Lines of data
========================================

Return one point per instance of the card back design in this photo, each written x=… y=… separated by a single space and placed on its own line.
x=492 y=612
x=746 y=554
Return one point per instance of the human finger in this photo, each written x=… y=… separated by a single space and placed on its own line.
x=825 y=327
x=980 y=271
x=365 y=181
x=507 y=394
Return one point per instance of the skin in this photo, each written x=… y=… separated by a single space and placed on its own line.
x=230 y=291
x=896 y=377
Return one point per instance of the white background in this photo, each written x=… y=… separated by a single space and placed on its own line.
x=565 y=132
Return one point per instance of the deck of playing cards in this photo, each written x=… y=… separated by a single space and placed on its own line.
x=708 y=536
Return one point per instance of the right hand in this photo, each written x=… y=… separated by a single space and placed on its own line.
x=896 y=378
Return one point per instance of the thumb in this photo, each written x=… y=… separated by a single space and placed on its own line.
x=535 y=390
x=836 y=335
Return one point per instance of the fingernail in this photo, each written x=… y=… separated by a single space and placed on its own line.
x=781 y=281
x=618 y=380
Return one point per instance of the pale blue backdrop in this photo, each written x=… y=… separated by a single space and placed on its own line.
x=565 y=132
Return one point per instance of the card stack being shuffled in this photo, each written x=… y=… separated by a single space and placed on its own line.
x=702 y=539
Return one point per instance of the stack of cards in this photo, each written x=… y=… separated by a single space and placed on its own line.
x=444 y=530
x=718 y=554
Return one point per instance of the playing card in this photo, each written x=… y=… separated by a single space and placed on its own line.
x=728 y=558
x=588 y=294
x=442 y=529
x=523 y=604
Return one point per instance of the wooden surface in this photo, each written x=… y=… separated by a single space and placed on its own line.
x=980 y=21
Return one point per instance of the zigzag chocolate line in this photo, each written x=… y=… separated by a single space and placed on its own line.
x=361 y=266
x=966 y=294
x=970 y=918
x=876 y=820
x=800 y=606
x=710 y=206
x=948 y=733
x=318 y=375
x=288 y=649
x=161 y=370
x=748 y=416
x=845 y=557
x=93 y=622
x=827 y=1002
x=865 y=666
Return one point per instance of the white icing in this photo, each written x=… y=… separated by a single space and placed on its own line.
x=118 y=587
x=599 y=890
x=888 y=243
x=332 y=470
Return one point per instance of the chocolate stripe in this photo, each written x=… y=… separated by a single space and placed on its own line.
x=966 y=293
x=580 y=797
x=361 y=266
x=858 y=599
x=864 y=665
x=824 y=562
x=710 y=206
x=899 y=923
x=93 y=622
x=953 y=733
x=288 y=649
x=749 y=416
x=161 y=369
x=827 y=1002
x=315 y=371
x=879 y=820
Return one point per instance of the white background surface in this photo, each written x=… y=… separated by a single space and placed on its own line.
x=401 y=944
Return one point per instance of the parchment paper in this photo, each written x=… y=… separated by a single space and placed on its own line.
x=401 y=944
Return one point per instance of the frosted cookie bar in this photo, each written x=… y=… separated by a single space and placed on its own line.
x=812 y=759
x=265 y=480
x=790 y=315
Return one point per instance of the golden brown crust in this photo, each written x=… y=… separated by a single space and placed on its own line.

========================================

WRITTEN PROBLEM:
Rescale the stretch from the line containing "Return one point per instance of the frosted" through the end of the records, rewriting those lines with the requests included and multiplying every coordinate in the answers by 1.05, rounding to whole numbers with halves rounded up.

RESULT OF THE TASK:
Return one point per instance of the frosted cookie bar in this photo, each written x=… y=… separated by a single space and placed on its own line.
x=853 y=797
x=278 y=504
x=830 y=331
Return one point per instance of the golden brown crust in this photo, each written x=… y=… separated by a single space and placed on its own line.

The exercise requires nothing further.